> _Provided passage_:
In April of this year, Governor Hickenlooper signed a bill into law protecting Good Samaritans from
prosecution who break car windows to save dying dogs. However, be aware that the law does not go into effect until August 9, 2017.
There are, of course, some requirements in order to receive protection under the law and not be prosecuted for damaging property:
You must have a reason to believe the pet is in immediate danger such as death or a serious medical complication,
Seek other methods to enter the vehicle and only use necessary force,
Make a reasonable effort to find the car's owner,
Call the police or animal control, and
Wait by the broken window for authorities to arrive.
Animal control and the police are required to take action against people who leave their dogs in hot cars. Such pet owners could face charges associated with animal cruelty and even possible jail time. If you find yourself breaking windows to save pets, following the above steps will keep you from landing in legal trouble along with the pet owner.

> _Extracted records_:

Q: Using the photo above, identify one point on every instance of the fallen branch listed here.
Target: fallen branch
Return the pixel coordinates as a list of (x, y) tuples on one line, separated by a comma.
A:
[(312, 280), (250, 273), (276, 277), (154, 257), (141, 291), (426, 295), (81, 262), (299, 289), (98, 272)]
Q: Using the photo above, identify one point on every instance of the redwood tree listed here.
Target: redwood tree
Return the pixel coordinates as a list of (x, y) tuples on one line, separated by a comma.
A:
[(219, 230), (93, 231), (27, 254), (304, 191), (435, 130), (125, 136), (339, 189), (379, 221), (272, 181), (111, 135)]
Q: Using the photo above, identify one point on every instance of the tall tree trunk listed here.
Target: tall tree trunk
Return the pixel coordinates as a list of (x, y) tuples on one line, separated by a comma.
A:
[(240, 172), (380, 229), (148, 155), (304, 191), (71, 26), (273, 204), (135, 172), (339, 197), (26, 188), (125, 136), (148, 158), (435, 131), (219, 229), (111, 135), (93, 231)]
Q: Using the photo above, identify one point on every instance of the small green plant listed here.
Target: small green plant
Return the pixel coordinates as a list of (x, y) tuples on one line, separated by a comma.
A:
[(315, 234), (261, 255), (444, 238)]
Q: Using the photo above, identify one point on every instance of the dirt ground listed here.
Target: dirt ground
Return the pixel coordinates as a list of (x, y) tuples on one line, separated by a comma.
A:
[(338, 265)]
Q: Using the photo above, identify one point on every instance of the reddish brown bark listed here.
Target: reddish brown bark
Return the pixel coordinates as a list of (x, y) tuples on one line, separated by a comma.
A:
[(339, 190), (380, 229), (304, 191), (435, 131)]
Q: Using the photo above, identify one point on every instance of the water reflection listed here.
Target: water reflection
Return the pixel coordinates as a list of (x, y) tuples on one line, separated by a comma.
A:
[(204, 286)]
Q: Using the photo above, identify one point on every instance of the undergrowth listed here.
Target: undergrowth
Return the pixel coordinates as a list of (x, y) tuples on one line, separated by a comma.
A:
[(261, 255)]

> _Description of the task_: Resume the passage about the law protecting people who break car windows to save dogs, picking up after its final sentence.

> _Result of the exercise_:
It is always best to leave your pet at home where he/she is cool and comfortable. Even taking walks during the day on hot concrete or asphalt can be extremely damaging to pets: their paws can get burnt, blistered, infected, and scarred. If you have to walk your pooch during hotter parts of the day, make sure to choose shady routes with opportunities for your pet to walk on grass or dirt. Also remember that animals can get sunburns on their skins just like people.
Conscientious pet ownership prevents pets from being in dangerous situations, and Good Samaritans from breaking windows.